(Records in a dataset)
.....
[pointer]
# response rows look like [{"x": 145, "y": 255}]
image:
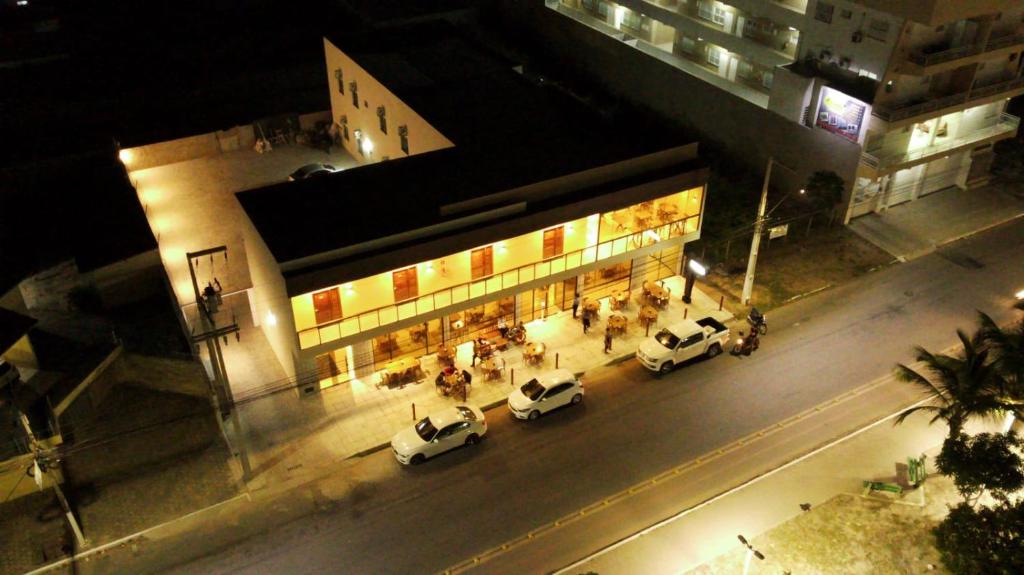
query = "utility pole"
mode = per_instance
[
  {"x": 211, "y": 335},
  {"x": 41, "y": 463},
  {"x": 752, "y": 263}
]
.....
→ What you need to do: Could you rewrite the entries with "utility pole" swapped for "telephone pole" and everything else kept the same, leaving the pictures out?

→ Result of the task:
[pointer]
# response rows look like [{"x": 145, "y": 255}]
image:
query = "telephone pole"
mode = per_instance
[
  {"x": 211, "y": 335},
  {"x": 41, "y": 463},
  {"x": 752, "y": 263}
]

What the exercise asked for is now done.